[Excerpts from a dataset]
:::

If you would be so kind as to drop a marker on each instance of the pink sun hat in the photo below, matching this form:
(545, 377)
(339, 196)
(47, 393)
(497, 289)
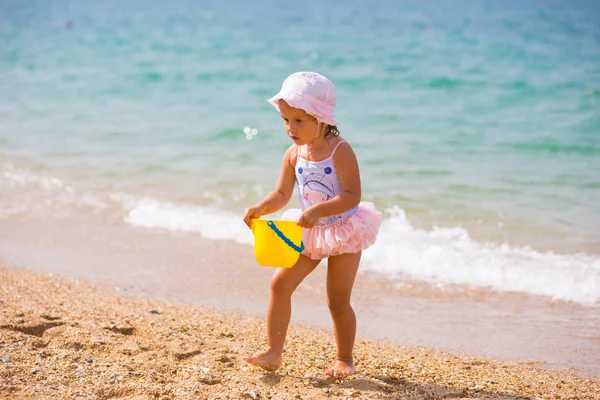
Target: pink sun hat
(311, 92)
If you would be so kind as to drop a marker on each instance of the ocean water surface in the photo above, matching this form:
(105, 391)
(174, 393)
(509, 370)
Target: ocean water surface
(476, 124)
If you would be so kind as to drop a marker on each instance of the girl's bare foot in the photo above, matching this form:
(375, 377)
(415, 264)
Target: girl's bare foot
(341, 369)
(267, 360)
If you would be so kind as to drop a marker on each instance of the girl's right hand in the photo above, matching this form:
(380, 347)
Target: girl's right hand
(252, 213)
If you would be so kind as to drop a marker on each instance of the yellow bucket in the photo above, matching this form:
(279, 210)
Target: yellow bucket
(275, 242)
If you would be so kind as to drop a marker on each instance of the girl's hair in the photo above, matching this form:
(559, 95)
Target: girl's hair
(331, 131)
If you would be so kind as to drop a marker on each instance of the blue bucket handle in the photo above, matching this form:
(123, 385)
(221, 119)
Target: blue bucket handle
(287, 241)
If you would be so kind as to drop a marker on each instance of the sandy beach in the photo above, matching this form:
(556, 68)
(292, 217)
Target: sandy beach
(66, 338)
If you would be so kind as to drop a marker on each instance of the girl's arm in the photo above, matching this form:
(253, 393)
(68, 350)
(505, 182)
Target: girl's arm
(282, 193)
(346, 166)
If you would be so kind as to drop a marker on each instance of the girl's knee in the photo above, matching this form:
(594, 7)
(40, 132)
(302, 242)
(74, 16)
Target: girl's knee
(281, 286)
(339, 305)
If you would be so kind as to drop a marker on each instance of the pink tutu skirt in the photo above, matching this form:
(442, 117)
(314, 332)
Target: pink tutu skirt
(348, 235)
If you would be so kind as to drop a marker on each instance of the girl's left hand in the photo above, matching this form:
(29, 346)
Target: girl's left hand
(309, 218)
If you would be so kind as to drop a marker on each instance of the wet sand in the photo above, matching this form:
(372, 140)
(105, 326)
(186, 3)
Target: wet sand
(66, 338)
(186, 269)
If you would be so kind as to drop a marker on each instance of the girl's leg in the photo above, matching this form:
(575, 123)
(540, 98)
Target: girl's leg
(341, 271)
(283, 284)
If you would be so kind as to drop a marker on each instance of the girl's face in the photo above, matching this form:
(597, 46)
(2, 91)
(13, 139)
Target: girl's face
(301, 127)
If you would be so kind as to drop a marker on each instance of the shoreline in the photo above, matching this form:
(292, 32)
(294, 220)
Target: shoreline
(67, 337)
(186, 269)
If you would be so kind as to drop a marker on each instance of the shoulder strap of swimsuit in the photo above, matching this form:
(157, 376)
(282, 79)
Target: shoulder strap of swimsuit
(336, 146)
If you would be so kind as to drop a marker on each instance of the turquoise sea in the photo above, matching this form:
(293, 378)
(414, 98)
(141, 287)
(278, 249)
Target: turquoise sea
(476, 124)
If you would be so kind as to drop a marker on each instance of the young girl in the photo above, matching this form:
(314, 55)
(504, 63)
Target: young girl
(337, 225)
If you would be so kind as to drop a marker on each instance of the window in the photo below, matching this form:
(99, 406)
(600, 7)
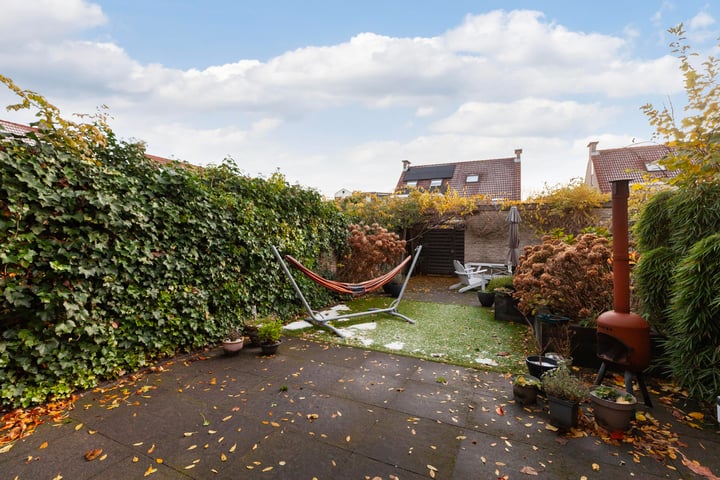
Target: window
(654, 167)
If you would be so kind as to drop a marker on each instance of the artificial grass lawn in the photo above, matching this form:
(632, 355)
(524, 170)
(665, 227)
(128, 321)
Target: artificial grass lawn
(457, 334)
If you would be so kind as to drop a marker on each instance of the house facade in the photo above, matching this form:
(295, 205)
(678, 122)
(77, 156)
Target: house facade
(498, 179)
(636, 163)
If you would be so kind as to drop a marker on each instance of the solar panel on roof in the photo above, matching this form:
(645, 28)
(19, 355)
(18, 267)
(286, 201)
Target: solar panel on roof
(429, 173)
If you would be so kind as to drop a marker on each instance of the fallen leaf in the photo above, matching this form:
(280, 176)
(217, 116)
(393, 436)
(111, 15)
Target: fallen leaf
(91, 455)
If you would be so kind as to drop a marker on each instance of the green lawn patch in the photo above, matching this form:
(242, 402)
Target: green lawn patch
(456, 334)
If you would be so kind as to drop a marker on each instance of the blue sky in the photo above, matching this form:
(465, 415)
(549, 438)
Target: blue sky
(335, 94)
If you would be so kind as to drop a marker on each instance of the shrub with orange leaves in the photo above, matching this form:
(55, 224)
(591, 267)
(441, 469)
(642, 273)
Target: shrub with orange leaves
(572, 280)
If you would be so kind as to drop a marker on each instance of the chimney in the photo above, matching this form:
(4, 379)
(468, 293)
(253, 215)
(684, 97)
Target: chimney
(518, 152)
(592, 146)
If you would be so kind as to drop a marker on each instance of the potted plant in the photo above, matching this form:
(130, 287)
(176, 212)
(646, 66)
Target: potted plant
(234, 340)
(613, 408)
(269, 332)
(525, 389)
(564, 392)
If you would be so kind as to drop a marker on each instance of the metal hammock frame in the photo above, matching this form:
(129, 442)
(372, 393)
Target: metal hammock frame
(318, 319)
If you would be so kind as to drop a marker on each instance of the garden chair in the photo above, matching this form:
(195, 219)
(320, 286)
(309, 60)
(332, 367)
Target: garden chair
(470, 277)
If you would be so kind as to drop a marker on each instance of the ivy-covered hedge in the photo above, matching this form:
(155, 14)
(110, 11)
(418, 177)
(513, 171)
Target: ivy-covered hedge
(678, 281)
(109, 263)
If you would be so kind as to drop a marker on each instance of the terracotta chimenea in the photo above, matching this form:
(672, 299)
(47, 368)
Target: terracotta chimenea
(623, 338)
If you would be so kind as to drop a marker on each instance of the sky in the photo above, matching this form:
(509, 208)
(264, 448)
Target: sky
(335, 94)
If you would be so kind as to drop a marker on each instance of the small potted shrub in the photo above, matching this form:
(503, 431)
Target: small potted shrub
(564, 392)
(525, 389)
(234, 340)
(269, 332)
(612, 407)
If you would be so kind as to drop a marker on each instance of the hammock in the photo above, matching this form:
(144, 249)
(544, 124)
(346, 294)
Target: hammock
(349, 288)
(318, 318)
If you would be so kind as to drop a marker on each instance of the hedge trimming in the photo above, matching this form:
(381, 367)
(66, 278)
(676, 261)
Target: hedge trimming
(108, 264)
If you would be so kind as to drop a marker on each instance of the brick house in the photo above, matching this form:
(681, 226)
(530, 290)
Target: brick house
(637, 163)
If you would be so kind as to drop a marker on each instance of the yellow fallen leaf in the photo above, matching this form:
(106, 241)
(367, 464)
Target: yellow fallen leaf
(91, 455)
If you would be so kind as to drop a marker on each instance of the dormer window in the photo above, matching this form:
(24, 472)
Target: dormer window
(654, 167)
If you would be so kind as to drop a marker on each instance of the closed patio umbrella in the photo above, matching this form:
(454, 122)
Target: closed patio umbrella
(513, 220)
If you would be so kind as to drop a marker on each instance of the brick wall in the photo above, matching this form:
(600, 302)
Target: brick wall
(486, 234)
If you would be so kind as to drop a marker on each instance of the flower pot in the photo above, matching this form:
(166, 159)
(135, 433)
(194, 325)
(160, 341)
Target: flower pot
(232, 346)
(270, 348)
(486, 298)
(611, 415)
(563, 413)
(393, 289)
(526, 394)
(537, 365)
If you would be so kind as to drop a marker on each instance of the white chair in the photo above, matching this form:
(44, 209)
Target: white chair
(470, 277)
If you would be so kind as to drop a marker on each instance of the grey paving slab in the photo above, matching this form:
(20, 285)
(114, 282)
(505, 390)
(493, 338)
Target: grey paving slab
(325, 411)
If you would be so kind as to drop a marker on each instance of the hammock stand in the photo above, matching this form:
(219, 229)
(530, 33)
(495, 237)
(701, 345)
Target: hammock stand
(318, 319)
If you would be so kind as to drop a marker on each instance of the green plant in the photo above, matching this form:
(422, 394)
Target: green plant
(613, 394)
(234, 334)
(573, 280)
(527, 381)
(372, 251)
(109, 260)
(561, 383)
(269, 330)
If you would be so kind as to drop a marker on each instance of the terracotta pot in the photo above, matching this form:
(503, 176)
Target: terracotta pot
(270, 348)
(232, 346)
(611, 415)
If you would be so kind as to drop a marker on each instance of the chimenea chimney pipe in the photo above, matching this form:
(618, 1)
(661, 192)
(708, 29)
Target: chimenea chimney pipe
(621, 261)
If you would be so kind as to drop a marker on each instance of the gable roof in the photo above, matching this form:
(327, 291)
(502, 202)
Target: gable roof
(495, 178)
(15, 128)
(632, 163)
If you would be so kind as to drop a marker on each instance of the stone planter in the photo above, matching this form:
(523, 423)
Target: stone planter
(232, 346)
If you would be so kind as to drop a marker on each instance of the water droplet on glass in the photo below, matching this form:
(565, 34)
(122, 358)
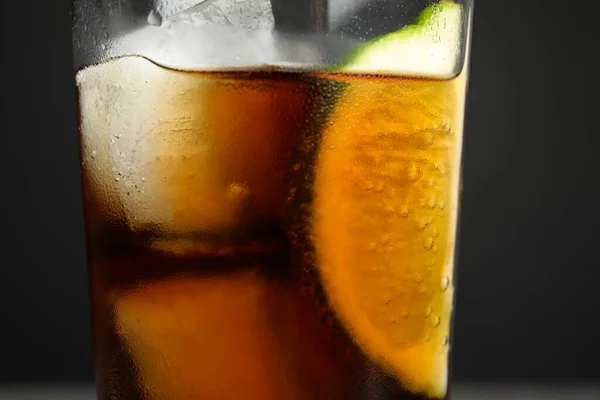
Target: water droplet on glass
(429, 242)
(445, 283)
(154, 18)
(404, 211)
(432, 202)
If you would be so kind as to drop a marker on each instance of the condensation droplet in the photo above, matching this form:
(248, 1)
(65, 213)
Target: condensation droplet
(424, 223)
(445, 283)
(429, 242)
(404, 211)
(413, 171)
(432, 202)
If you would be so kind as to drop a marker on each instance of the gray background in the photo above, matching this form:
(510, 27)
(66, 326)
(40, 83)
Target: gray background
(529, 272)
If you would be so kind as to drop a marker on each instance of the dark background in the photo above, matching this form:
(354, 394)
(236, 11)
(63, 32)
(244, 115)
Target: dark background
(529, 298)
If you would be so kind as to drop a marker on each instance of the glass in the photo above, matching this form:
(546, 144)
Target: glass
(271, 193)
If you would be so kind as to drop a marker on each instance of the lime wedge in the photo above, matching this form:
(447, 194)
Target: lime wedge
(429, 47)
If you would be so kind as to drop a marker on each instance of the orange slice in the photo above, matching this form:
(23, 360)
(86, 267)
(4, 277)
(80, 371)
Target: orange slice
(384, 218)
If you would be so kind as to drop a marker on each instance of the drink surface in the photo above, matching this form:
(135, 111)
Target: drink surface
(269, 234)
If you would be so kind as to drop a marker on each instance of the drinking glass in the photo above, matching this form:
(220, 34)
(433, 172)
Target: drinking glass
(271, 194)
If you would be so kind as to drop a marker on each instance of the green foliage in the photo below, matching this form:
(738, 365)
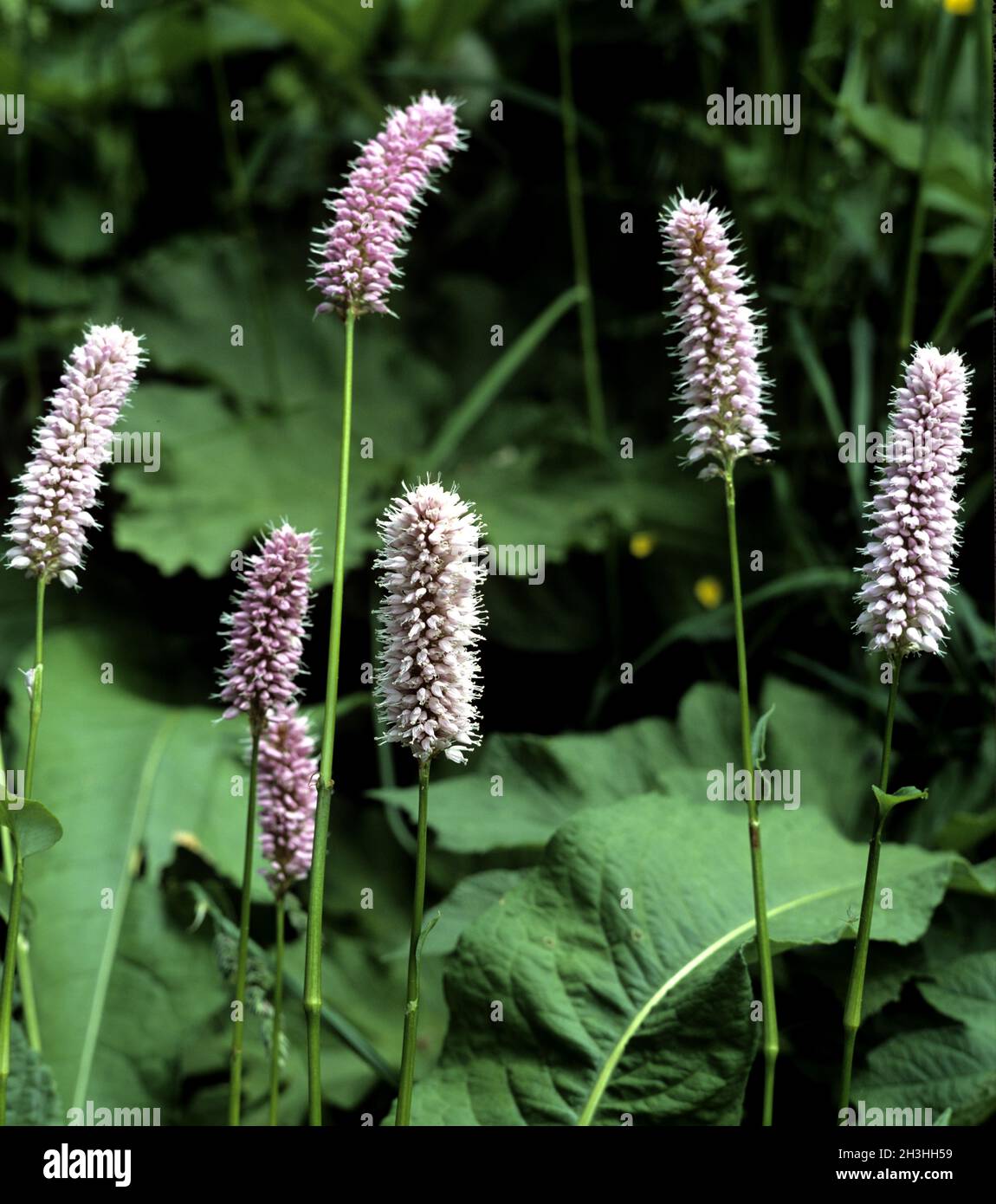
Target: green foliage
(651, 890)
(36, 829)
(31, 1095)
(607, 688)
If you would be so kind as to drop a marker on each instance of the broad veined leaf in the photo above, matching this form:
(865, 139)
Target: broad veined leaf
(521, 787)
(611, 982)
(163, 985)
(129, 780)
(469, 900)
(946, 1065)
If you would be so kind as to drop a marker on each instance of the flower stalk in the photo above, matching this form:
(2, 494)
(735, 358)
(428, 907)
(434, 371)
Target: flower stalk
(428, 673)
(770, 1019)
(239, 1019)
(859, 963)
(913, 534)
(724, 419)
(410, 1042)
(275, 1043)
(259, 681)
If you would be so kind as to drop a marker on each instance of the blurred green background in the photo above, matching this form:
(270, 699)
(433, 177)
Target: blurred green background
(129, 116)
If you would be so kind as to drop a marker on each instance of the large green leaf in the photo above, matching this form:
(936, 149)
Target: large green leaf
(521, 787)
(129, 780)
(163, 985)
(546, 780)
(646, 1012)
(947, 1065)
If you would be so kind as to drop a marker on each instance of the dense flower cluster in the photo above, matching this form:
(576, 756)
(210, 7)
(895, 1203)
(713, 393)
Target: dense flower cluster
(59, 487)
(268, 626)
(913, 528)
(721, 383)
(357, 258)
(429, 623)
(288, 767)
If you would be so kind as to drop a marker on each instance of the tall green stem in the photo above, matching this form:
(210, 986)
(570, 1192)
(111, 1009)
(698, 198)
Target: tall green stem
(588, 330)
(29, 1009)
(859, 965)
(317, 886)
(235, 1087)
(770, 1019)
(275, 1045)
(16, 943)
(6, 990)
(409, 1047)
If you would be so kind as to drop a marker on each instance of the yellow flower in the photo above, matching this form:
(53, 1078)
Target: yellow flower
(642, 543)
(708, 592)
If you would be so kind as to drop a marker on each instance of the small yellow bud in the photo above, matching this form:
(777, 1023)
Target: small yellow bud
(708, 592)
(642, 543)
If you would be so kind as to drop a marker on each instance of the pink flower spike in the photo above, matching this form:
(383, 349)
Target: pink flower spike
(723, 385)
(429, 620)
(268, 627)
(287, 796)
(913, 517)
(59, 487)
(358, 252)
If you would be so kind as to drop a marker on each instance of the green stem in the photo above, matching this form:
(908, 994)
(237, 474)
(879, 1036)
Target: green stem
(275, 1045)
(409, 1047)
(754, 819)
(857, 982)
(36, 716)
(6, 990)
(235, 1087)
(588, 330)
(317, 885)
(919, 209)
(28, 1007)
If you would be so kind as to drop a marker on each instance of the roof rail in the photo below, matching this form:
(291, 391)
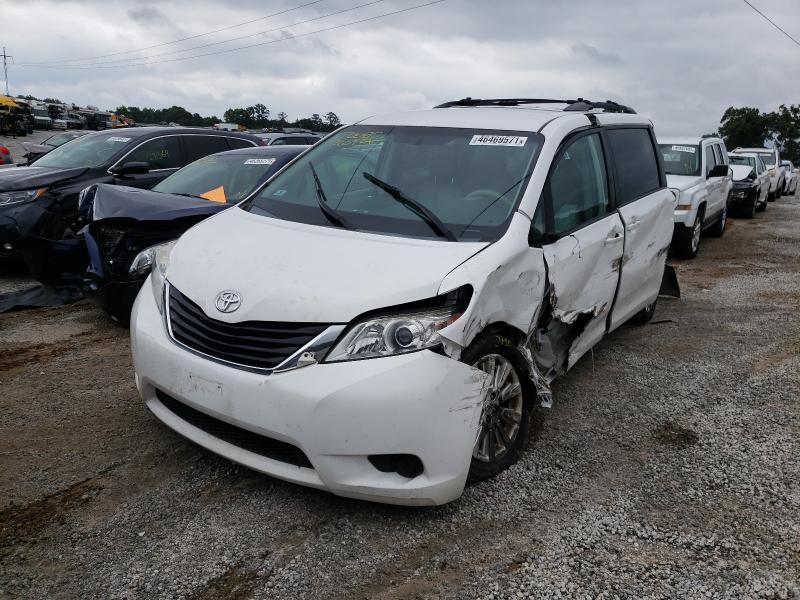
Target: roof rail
(580, 104)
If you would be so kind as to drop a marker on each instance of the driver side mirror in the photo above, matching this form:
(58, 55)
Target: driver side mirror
(131, 168)
(718, 171)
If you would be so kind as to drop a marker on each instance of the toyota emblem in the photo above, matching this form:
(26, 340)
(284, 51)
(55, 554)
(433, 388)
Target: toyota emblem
(228, 301)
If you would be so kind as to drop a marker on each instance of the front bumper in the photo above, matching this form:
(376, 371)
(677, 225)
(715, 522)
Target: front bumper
(423, 404)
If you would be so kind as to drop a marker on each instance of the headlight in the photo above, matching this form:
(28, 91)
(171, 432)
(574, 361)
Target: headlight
(154, 259)
(21, 196)
(402, 331)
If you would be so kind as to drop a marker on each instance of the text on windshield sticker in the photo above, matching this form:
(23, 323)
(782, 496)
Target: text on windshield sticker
(514, 141)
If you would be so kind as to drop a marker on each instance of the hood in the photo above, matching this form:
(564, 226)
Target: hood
(115, 201)
(288, 271)
(683, 182)
(740, 171)
(25, 178)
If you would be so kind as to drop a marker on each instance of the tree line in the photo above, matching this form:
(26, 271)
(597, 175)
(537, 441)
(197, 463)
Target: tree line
(749, 127)
(252, 117)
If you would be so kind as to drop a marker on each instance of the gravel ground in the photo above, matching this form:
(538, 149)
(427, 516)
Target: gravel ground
(667, 468)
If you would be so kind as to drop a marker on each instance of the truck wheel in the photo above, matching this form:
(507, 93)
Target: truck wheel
(505, 418)
(718, 228)
(686, 240)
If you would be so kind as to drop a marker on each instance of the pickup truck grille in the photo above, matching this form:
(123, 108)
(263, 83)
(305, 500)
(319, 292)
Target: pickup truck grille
(249, 344)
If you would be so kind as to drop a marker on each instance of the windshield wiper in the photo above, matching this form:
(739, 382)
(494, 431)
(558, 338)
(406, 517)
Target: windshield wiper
(434, 222)
(331, 213)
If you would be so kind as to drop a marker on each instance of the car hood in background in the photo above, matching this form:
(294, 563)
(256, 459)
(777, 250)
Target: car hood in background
(683, 182)
(740, 171)
(115, 201)
(26, 178)
(288, 271)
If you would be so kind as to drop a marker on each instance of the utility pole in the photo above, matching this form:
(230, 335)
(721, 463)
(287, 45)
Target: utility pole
(5, 66)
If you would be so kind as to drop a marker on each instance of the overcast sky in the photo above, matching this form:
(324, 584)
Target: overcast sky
(682, 62)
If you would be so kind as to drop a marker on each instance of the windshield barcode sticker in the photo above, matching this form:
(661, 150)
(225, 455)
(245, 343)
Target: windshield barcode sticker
(514, 141)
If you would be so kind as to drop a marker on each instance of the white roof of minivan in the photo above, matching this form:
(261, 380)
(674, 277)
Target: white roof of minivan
(511, 118)
(690, 140)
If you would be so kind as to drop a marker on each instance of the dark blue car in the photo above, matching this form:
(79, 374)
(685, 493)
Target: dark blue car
(123, 223)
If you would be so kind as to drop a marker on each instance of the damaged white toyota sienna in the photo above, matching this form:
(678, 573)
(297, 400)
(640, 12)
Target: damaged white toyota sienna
(380, 319)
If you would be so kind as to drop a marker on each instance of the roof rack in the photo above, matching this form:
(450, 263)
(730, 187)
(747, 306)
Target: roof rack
(580, 104)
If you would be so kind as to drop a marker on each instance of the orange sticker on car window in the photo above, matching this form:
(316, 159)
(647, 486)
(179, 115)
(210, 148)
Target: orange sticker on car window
(215, 195)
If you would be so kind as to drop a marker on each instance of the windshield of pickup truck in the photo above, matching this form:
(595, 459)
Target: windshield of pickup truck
(747, 161)
(680, 159)
(439, 182)
(90, 150)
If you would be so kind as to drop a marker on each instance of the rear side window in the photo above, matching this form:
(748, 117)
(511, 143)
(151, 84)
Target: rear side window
(636, 163)
(161, 153)
(710, 160)
(198, 146)
(578, 188)
(236, 143)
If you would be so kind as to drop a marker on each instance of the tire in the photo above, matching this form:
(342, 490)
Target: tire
(644, 316)
(749, 211)
(718, 228)
(505, 419)
(686, 241)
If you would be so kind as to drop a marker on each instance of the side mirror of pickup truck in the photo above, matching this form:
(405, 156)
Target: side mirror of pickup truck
(718, 171)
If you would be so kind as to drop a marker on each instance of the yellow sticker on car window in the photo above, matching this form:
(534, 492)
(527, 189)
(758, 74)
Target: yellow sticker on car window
(215, 195)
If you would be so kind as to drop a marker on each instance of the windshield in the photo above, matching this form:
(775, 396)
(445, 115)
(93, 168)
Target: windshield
(468, 180)
(680, 160)
(86, 151)
(58, 139)
(220, 177)
(747, 161)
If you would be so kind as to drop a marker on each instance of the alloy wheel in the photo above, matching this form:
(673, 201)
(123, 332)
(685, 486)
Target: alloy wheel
(502, 409)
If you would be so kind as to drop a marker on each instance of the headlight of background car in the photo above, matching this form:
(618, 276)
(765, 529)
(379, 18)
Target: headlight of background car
(401, 332)
(21, 196)
(154, 260)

:::

Above this instruction are the records; retype exactly the lines from the one containing "Target: gray background" up to and including the one containing "the orange slice".

Written response:
Target: gray background
(529, 272)
If you would be so kind as to drop a marker on each instance of the dark background in the photo above, matching this form:
(354, 394)
(236, 11)
(63, 32)
(244, 115)
Target: dark background
(529, 298)
If you would be so kind as to drop a marker on each instance of the glass in the photo above, matching this form:
(546, 144)
Target: glass
(271, 193)
If you would be so kind as to drop a marker on each instance of the lime wedge in the photo above, matching this form:
(447, 194)
Target: lime wedge
(429, 47)
If you would be so kind as to drop a marker on each instance of the orange slice in the photo above, matching this form:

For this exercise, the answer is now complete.